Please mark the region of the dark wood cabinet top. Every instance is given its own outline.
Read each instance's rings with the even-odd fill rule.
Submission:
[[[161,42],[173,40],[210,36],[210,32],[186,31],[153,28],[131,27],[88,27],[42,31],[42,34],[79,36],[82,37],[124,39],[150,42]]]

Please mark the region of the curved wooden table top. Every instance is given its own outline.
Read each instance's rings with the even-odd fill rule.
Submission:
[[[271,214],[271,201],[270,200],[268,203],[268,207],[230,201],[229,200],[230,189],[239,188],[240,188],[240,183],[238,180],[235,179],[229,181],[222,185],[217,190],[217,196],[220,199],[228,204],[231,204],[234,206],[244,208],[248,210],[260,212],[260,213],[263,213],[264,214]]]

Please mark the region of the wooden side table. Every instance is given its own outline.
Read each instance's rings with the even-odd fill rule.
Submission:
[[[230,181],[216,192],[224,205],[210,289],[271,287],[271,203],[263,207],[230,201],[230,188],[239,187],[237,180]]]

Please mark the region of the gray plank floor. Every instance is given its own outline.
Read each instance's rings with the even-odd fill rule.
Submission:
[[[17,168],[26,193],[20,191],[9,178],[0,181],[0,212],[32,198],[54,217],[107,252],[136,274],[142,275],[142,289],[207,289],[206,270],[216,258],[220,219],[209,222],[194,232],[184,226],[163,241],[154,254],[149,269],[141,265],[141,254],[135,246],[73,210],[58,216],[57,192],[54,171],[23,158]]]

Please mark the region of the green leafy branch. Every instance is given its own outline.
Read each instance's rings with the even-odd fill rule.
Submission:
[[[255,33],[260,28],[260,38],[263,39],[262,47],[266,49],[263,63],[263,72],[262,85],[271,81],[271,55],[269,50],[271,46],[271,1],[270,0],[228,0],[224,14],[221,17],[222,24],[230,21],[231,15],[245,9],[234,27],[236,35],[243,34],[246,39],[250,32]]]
_ _ _ _ _
● **DIRECTIVE**
Reproduce every one of the records above verbatim, line for line, including all coordinate lists.

● **COMPLETE RESPONSE**
Please mark the region of the dark wood cabinet top. Every instance is given its own outline.
Read each instance's rings with the even-odd fill rule.
Submission:
[[[161,42],[173,40],[210,36],[210,32],[186,31],[153,28],[131,27],[88,27],[42,31],[42,34],[79,36],[82,37],[124,39],[150,42]]]

Please mark the region of the curved wooden table top. Every instance is given its own outline.
Read each instance's rings with the even-odd fill rule.
Submission:
[[[271,214],[271,201],[270,200],[268,203],[268,207],[230,201],[229,200],[230,189],[239,188],[240,188],[240,183],[238,180],[235,179],[229,181],[222,185],[217,190],[217,196],[220,199],[228,204],[231,204],[234,206],[244,208],[248,210],[260,212],[260,213],[263,213],[264,214]]]

Please mark the region of the wooden side table. Every instance is given its own outline.
Read each instance's rings with the even-odd fill rule.
Submission:
[[[230,181],[216,192],[224,205],[210,289],[271,287],[271,203],[263,207],[230,201],[230,188],[239,187],[237,180]]]

Please mark the region of the gray plank floor. Every instance is given its own outline.
Read each instance's rings with the even-odd fill rule.
Submission:
[[[17,168],[26,193],[20,191],[9,178],[0,181],[0,212],[32,198],[54,217],[107,252],[136,274],[142,275],[142,289],[207,289],[206,270],[216,258],[220,219],[209,222],[194,232],[184,226],[163,241],[154,254],[149,269],[141,265],[141,254],[135,246],[73,210],[58,216],[57,192],[54,171],[23,158]]]

Please mark the region of the green leafy branch. Every instance is given its own outline.
Read each instance's rings with the even-odd fill rule.
Submission:
[[[255,33],[260,28],[260,38],[263,39],[262,47],[266,49],[263,63],[263,72],[262,85],[271,81],[271,55],[269,50],[271,46],[271,1],[270,0],[228,0],[224,14],[221,17],[222,24],[230,21],[231,15],[245,9],[234,27],[236,35],[243,34],[246,39],[250,32]]]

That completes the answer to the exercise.